## READING TEXT
Aldo Giancotti The latest 3D technologies in Orthodontics


The latest 3D technologies in Orthodontics

Thanks to scientific research and technological progress, Orthodontics is becoming an increasingly advanced medical branch: computerized procedures, innovative materials and latest generation diagnostic tools are in fact paving the way for a series of previously unthinkable solutions, thanks to which patients can achieve truly extraordinary results. Not only! Very sophisticated 3D technologies now allow the specialist to intervene with greater safety, reducing time and increasing the success rate of the treatments performed. Prof. Aldo Giancotti, for almost 30 years a recognized and prestigious reference in the prevention, diagnosis and treatment of dental malocclusions and related pathologies, illustrates the goals achieved in this area. Since 1991 Professor of Orthodontics at the University of Rome “Tor Vergata”, Prof. Giancotti is President-elect of the Italian Society of Orthodontics and Past-President of the Italian Academy of Orthodontics and of the Italian Board of Orthodontics.

Prof. Giancotti, what does Orthodontics do?

It is a branch of Dentistry that deals with diagnosing and treating dental malocclusions and craniofacial disharmonies, but also with treating the repercussions that these anomalies have on the harmony of the face and on the correct performance of functions such as breathing, chewing. and the articulation of language. Thanks to an accurate clinical and diagnostic evaluation, today the specialist is able to evaluate the extent of the pathologies and to prescribe the most suitable therapeutic treatment to restore the correct functioning of the entire stomatognathic system, with treatments, techniques and therapeutic devices of latest generation, which are customized according to the needs of the individual patient.

What are the very latest frontiers in this area?

Today, three-dimensional digital radiology offers the possibility of making a rapid and precise diagnosis, with all the advantages that this entails: the 3D Cone Beam (CBCT), for example, provide images that faithfully reproduce the patient’s anatomy, allow you to observe the anatomical dimensions and to correctly evaluate the bone volume. This technique is therefore superior to the traditional one due to the greater definition of its images and because it allows better contrasts between structures of different densities, exposing the patient to a lower dose of radiation. 3D technology offers interesting perspectives also from a therapeutic point of view: in fact, in recent years there has been a shift from reactive devices in which it is not possible to accurately predict the effects but simply try to govern the reaction to others of a proactive type that foresee the effects of a specific clinical management procedure, allowing the specialist to plan increasingly targeted and customized therapies in time, minimizing unwanted effects. Ultimately, all modern orthodontic equipment should be based on proactive procedures.

Orthodontics, therefore, is increasingly digital. Which naturally brings benefits for operators and patients, with a more precise diagnosis and more accurate treatment.

## PROBLEM DETAILS
Answer these questions from the text on 3D technologies in orthodontics.
(a) Since what year has Prof. Giancotti been Professor of Orthodontics at the University of Rome "Tor Vergata"?
(b) Which three functions does the text name as affected by dental malocclusions and craniofacial disharmonies?
(c) What abbreviation does the text give for the 3D Cone Beam?

## STUDY MATERIAL
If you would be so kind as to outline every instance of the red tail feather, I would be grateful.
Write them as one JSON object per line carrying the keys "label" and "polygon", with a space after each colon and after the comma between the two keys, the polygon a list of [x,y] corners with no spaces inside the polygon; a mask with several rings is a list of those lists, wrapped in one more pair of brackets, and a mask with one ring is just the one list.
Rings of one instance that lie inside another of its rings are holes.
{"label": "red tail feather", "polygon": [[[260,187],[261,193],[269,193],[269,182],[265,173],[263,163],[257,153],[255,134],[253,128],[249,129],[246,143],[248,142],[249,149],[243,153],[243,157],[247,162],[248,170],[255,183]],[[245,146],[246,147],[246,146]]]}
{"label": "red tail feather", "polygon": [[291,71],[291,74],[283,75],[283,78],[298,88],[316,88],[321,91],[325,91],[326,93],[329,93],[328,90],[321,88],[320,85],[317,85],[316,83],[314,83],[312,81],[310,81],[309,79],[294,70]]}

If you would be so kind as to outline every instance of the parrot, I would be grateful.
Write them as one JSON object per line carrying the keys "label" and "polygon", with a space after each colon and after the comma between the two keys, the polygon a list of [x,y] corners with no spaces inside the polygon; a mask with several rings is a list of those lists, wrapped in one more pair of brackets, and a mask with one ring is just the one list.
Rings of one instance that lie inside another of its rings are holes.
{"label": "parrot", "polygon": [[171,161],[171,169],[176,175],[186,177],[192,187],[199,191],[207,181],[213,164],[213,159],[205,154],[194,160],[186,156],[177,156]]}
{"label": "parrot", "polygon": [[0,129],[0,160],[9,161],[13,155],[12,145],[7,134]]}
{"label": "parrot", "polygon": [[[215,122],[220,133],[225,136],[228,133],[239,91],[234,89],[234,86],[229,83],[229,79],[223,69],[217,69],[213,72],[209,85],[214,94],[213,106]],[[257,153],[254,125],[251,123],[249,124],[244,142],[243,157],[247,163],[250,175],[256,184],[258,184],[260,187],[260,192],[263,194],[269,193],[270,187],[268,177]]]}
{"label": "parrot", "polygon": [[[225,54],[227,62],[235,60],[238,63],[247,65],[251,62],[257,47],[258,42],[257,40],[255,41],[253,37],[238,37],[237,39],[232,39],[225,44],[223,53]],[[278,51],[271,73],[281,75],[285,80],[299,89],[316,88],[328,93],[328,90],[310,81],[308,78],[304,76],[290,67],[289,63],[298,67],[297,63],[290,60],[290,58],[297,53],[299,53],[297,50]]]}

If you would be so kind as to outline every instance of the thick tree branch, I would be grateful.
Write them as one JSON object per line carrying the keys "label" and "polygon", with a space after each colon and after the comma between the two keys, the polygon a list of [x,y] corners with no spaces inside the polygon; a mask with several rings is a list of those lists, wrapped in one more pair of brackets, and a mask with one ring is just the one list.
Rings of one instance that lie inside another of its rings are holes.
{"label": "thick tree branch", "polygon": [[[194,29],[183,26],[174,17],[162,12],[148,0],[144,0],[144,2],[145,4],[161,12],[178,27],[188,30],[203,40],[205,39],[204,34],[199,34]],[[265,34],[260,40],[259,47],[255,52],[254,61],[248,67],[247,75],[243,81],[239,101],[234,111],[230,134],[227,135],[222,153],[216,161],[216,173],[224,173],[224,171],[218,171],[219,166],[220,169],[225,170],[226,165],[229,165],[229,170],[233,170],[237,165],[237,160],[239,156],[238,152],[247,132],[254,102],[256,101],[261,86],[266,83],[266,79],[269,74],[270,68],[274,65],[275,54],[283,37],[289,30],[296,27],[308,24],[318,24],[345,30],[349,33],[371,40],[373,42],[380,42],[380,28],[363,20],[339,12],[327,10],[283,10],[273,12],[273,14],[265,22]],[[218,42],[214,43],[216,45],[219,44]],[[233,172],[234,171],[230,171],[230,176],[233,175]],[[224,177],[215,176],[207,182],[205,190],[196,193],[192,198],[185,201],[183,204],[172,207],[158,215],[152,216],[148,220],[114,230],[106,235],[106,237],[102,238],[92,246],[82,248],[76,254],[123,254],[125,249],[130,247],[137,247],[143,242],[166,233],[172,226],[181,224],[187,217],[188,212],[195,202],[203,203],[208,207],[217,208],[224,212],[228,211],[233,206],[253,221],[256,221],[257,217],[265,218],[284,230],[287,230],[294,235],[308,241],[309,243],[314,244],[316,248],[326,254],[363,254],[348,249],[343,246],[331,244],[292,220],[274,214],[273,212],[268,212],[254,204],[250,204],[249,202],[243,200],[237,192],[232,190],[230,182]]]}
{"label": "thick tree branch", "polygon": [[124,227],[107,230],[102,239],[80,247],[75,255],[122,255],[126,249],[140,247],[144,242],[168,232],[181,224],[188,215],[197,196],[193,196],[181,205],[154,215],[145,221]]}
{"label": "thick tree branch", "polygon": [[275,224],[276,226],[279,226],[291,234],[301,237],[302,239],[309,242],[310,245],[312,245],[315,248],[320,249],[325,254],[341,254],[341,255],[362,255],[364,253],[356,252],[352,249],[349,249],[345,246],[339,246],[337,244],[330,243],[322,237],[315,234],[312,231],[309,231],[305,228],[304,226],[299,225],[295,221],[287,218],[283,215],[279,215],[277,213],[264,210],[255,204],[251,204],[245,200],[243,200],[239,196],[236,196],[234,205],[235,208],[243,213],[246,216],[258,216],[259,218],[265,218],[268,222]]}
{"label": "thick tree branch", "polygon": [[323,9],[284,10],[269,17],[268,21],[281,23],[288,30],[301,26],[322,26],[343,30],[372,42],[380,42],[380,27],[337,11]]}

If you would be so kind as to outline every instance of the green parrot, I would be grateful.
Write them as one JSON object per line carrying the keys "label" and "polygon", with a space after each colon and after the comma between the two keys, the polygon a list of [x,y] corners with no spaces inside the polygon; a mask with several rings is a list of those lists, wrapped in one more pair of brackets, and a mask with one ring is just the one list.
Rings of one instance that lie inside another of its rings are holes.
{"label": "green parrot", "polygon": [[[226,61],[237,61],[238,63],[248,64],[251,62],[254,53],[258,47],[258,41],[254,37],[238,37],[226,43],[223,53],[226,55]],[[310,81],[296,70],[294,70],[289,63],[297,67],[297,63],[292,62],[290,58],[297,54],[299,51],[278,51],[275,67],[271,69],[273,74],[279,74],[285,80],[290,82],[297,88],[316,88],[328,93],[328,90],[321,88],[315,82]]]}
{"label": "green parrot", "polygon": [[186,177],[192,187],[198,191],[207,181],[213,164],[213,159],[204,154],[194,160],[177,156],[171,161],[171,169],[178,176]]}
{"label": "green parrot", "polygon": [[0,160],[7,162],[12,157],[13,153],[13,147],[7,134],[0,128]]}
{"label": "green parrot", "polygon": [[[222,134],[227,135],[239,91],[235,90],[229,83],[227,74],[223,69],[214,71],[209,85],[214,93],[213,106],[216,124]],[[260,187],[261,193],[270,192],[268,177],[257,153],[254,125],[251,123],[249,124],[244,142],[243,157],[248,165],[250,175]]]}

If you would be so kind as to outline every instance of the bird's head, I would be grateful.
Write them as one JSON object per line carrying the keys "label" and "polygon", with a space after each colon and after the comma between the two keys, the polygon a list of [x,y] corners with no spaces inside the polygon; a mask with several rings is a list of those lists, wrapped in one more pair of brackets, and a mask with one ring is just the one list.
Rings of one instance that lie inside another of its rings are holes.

## EXERCISE ANSWER
(a) 1991
(b) Breathing, chewing, and the articulation of language
(c) CBCT